§ **EXERCISE PROMPT**
Without altering anything, repeat each of the records.
___ EXTRACTED ENTRIES ___
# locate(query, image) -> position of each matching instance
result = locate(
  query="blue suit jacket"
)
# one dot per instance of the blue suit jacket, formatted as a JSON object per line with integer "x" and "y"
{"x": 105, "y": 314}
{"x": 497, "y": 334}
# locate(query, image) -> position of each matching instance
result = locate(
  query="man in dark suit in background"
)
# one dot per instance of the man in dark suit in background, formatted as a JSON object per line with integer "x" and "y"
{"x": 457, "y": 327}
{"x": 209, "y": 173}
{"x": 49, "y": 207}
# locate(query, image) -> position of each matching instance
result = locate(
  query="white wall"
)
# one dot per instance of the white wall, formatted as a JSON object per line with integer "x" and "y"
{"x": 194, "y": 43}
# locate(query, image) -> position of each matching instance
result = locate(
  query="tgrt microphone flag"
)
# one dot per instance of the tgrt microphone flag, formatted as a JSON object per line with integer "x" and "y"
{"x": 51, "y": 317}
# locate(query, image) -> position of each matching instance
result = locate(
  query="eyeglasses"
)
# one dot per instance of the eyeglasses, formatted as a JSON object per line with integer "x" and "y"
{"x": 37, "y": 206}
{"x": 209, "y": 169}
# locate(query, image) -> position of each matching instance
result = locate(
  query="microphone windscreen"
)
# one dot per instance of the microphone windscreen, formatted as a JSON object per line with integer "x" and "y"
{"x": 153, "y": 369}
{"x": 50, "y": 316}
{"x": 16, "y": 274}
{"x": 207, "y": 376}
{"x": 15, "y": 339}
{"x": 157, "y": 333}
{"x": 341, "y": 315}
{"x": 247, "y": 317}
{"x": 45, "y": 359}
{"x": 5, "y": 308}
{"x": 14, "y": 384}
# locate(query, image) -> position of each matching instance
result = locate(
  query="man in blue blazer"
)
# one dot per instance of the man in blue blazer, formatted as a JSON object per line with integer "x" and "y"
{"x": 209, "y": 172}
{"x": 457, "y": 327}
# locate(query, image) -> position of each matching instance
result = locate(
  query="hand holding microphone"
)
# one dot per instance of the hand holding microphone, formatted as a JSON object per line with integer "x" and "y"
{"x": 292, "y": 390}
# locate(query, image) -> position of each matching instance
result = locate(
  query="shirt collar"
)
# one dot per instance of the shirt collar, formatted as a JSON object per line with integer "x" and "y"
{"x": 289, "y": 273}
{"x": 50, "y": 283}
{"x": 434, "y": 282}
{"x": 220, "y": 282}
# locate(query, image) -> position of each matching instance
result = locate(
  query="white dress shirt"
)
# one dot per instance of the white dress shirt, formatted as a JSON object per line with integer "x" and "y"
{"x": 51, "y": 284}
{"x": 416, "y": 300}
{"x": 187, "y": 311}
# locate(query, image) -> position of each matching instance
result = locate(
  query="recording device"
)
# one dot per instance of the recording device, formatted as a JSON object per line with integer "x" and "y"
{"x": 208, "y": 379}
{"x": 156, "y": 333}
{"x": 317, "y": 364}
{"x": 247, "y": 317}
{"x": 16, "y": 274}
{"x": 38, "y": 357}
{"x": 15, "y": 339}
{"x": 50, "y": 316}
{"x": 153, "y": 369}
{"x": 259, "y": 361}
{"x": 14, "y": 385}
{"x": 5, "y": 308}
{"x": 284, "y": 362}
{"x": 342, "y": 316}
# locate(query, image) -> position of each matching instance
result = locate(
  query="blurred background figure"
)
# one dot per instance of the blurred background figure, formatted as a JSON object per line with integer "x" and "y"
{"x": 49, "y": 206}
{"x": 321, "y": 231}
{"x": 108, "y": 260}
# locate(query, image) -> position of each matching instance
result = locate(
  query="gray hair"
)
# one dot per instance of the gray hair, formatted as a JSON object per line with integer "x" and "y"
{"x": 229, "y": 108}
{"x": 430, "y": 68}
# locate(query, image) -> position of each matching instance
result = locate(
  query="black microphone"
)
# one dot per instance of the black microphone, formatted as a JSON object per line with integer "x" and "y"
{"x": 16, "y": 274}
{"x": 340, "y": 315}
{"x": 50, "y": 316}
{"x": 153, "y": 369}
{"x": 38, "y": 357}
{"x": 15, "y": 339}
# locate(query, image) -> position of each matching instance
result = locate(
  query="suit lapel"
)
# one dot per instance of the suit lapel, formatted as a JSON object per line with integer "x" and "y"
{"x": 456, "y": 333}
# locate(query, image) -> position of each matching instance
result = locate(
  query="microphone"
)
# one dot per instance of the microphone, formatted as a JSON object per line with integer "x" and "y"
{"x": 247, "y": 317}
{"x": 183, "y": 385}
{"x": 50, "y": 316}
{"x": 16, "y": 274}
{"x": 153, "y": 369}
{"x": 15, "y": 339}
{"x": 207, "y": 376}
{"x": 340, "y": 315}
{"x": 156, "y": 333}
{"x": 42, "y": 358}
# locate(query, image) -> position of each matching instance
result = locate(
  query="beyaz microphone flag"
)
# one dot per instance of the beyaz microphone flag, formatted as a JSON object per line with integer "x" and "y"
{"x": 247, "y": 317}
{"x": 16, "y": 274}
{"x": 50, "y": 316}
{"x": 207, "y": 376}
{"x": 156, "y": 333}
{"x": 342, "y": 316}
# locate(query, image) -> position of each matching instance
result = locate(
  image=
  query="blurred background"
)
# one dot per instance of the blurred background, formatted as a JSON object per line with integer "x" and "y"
___
§ **FULL OUTPUT**
# locate(query, image) -> position of each matching instance
result = locate(
  query="blue suit jacket"
)
# one dot per instance of the blue suit jacket, formatted as a JSON object per line with integer "x" and "y"
{"x": 105, "y": 314}
{"x": 497, "y": 334}
# locate(query, image) -> position of each matching instance
result = locate(
  query="man in dark suit in background"
)
# one dot per instance of the man in dark suit in background, formatted as a JSON object per line with integer "x" and "y"
{"x": 457, "y": 327}
{"x": 209, "y": 173}
{"x": 49, "y": 207}
# locate(query, image) -> position of each matching instance
result = locate(
  query="white wall"
)
# one dot per instance of the white wall, formatted as a JSON object per line with integer "x" and "y"
{"x": 194, "y": 43}
# locate(query, image) -> position of each matching instance
result = locate(
  query="tgrt microphone flag"
)
# one dot per instance of the tgrt microphone flag, formatted as a JSON object per line with integer "x" and "y"
{"x": 51, "y": 317}
# locate(query, image) -> position of each matching instance
result = locate(
  query="eyeglasses"
)
# one dot per instance of the eyeglasses, formatted as a JSON object per line with integer "x" and "y"
{"x": 37, "y": 206}
{"x": 209, "y": 169}
# locate(query, image) -> position of each matching instance
result = locate(
  query="microphone windscreen"
)
# one dot per instance of the microphone windscreen, formatted as a JSON object per line with integer "x" and "y"
{"x": 153, "y": 369}
{"x": 50, "y": 316}
{"x": 16, "y": 274}
{"x": 207, "y": 376}
{"x": 15, "y": 339}
{"x": 157, "y": 333}
{"x": 341, "y": 315}
{"x": 247, "y": 317}
{"x": 45, "y": 359}
{"x": 5, "y": 308}
{"x": 14, "y": 384}
# locate(query, image) -> position of each matching instance
result = locate(
  query="man in blue blazer"
)
# one dot per instance of the man in blue blazer, formatted as a JSON object per line with integer "x" and "y"
{"x": 209, "y": 172}
{"x": 457, "y": 327}
# locate(query, image) -> position of each matching instance
result = locate(
  query="hand holding microphone"
)
# one dot per instance of the hand holding microphone, formatted as a JSON object per line with integer "x" and "y"
{"x": 292, "y": 390}
# locate(query, image) -> position of each matching instance
result = locate(
  query="shirt collar"
)
# one dot per instance of the shirt collar, formatted as a JSON object per line with integer "x" and "y"
{"x": 289, "y": 273}
{"x": 50, "y": 283}
{"x": 434, "y": 282}
{"x": 220, "y": 282}
# locate(query, image) -> position of each matching instance
result = locate(
  query="white dress shirt"
)
# one dot per instance of the white dress shirt, formatted as a JSON object per line with integer "x" and "y"
{"x": 51, "y": 284}
{"x": 416, "y": 300}
{"x": 187, "y": 311}
# locate(query, image) -> position of each matching instance
result = locate(
  query="recording device"
)
# one dot per instance of the recording device, formatted as a JSON object per line with integer "x" and "y"
{"x": 208, "y": 379}
{"x": 156, "y": 333}
{"x": 317, "y": 364}
{"x": 247, "y": 317}
{"x": 16, "y": 274}
{"x": 38, "y": 357}
{"x": 15, "y": 339}
{"x": 50, "y": 316}
{"x": 153, "y": 369}
{"x": 259, "y": 361}
{"x": 14, "y": 385}
{"x": 5, "y": 308}
{"x": 284, "y": 362}
{"x": 342, "y": 316}
# locate(query, image) -> position of each matching instance
result = locate(
  query="blurred background figure"
)
# one dot per instance of the blurred background figure, formatted as a JSON object per line with integer "x" and "y"
{"x": 49, "y": 206}
{"x": 321, "y": 231}
{"x": 108, "y": 260}
# locate(query, image) -> position of each matching instance
result = locate(
  query="gray hair"
)
# one dot per instance of the gray hair, formatted as a JSON object per line with integer "x" and "y"
{"x": 229, "y": 108}
{"x": 430, "y": 68}
# locate(query, image) -> position of each matching instance
result = locate(
  query="black microphone"
)
# one dot per instance of the black microphone, formatted as a JSON object per line with integer "x" and "y"
{"x": 16, "y": 274}
{"x": 340, "y": 315}
{"x": 50, "y": 316}
{"x": 153, "y": 369}
{"x": 38, "y": 357}
{"x": 15, "y": 339}
# locate(query, image) -> position of each matching instance
result = locate(
  query="suit lapel"
)
# one dot per instance of the suit lapel, formatted as a JSON object per line with integer "x" and "y"
{"x": 456, "y": 333}
# locate(query, image) -> position of each matching instance
result = locate(
  query="microphone"
)
# one dot per instance of the microphone, formatted as a JSON object per line with integer "x" and "y"
{"x": 247, "y": 317}
{"x": 183, "y": 385}
{"x": 50, "y": 316}
{"x": 16, "y": 274}
{"x": 153, "y": 369}
{"x": 15, "y": 339}
{"x": 207, "y": 376}
{"x": 340, "y": 315}
{"x": 156, "y": 333}
{"x": 42, "y": 358}
# locate(query, image) -> position of each matching instance
result = locate(
  query="beyaz microphone flag"
)
# one dot per instance of the beyaz microphone flag, formatted as a JSON object per line with integer "x" and "y"
{"x": 247, "y": 317}
{"x": 16, "y": 274}
{"x": 50, "y": 316}
{"x": 207, "y": 376}
{"x": 156, "y": 333}
{"x": 342, "y": 316}
# locate(query, image) -> position of each matching instance
result = locate(
  image=
  query="blurred background"
)
# one dot per instance of the blurred background, formatted as a JSON object per line with integer "x" and "y"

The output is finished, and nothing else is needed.